# SHORT EXERCISE
Please copy out the records below word for word, from the line with "One point goes on every instance of the small" up to and including the line with "x=573 y=452", and leave the pictures out.

# DATASET RECORDS
----------------
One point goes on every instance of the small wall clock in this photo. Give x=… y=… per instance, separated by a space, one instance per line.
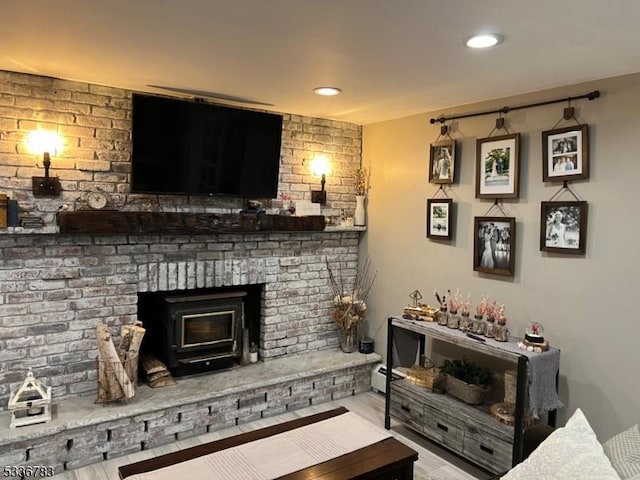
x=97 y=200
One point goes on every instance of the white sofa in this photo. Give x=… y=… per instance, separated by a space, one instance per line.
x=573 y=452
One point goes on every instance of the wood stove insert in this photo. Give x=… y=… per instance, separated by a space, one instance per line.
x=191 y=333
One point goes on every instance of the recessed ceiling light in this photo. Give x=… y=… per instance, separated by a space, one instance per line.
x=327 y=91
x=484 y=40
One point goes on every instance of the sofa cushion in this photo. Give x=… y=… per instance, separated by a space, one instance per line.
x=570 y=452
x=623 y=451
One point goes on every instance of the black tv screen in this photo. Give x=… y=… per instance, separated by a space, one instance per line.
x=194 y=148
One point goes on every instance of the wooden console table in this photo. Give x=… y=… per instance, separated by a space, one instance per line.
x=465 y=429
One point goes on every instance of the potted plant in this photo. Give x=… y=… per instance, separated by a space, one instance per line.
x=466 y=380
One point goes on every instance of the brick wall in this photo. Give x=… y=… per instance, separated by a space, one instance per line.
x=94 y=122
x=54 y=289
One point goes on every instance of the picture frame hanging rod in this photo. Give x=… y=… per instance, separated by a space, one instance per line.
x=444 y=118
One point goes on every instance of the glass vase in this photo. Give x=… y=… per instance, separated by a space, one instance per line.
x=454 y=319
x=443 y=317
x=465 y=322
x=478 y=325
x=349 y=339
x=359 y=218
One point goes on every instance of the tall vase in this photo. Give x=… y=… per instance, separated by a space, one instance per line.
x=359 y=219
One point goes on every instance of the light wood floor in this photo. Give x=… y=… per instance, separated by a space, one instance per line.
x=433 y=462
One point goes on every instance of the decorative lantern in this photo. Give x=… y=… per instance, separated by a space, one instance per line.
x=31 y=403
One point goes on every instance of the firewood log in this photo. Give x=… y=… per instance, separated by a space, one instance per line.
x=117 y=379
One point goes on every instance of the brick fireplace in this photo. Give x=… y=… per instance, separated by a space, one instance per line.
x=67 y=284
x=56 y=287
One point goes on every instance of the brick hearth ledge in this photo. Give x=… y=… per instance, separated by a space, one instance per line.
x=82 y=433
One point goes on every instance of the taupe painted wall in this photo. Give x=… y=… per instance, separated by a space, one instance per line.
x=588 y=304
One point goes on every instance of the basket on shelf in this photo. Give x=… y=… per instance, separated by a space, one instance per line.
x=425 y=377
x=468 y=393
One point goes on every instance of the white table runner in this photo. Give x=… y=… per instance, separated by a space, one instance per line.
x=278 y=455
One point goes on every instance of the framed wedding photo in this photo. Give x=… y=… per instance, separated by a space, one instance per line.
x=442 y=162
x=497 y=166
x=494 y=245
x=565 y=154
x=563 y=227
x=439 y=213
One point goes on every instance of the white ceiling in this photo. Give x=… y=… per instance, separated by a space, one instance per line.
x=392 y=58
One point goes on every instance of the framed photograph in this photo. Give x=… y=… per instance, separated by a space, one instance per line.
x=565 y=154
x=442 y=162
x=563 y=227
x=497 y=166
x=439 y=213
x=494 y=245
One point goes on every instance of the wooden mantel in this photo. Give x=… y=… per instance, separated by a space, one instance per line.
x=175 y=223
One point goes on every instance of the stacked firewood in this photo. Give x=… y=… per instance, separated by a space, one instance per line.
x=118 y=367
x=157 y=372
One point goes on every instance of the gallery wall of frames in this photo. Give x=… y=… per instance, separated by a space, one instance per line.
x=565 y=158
----------------
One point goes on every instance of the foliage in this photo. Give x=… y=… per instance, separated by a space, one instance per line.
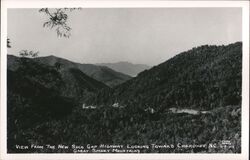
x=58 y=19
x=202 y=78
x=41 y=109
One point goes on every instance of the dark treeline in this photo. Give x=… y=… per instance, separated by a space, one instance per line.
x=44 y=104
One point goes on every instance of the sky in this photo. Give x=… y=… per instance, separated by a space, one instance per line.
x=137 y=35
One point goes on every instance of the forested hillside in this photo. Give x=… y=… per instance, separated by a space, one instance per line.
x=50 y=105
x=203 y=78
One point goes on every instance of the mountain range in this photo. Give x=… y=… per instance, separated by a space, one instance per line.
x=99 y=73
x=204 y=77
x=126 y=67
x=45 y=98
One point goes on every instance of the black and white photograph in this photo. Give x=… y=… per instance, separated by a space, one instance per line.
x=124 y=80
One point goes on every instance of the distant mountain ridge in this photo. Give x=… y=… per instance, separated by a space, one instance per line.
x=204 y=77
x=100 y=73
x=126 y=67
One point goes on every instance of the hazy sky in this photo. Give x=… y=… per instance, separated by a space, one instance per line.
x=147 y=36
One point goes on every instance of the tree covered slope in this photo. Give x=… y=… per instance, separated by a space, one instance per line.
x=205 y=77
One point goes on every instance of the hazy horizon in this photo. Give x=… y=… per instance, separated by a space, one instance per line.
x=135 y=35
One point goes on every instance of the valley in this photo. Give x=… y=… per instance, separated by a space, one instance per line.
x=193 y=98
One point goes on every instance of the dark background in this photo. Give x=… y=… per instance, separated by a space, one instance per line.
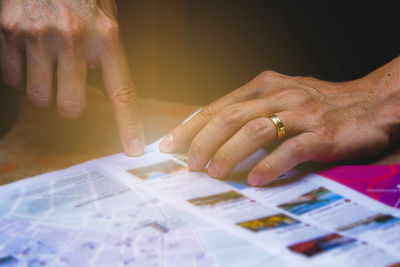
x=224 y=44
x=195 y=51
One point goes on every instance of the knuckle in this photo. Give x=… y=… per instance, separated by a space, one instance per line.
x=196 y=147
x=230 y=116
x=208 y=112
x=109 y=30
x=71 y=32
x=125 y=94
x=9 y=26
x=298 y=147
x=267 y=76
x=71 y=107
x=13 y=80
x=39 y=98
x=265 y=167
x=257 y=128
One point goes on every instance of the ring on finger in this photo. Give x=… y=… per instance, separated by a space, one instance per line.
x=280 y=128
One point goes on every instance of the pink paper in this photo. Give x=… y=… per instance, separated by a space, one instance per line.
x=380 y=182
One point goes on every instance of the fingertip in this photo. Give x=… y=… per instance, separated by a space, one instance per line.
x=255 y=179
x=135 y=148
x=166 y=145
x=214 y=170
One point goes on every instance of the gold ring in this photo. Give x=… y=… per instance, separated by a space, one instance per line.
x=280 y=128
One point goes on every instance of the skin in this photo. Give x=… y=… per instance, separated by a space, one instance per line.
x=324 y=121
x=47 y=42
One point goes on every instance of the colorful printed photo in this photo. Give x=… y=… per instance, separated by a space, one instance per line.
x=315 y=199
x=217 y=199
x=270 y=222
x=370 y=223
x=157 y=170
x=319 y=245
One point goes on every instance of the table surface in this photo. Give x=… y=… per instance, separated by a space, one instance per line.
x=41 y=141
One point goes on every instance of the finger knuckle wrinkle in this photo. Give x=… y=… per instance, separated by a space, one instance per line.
----------------
# WRITTEN RESPONSE
One point goes on every instance of the small wall clock in this photo. Give x=… y=… per instance, separated by a space, one instance per line.
x=97 y=200
One point goes on every instance of the white sofa in this photo. Give x=… y=… per instance, separated by a space, one instance per line.
x=573 y=452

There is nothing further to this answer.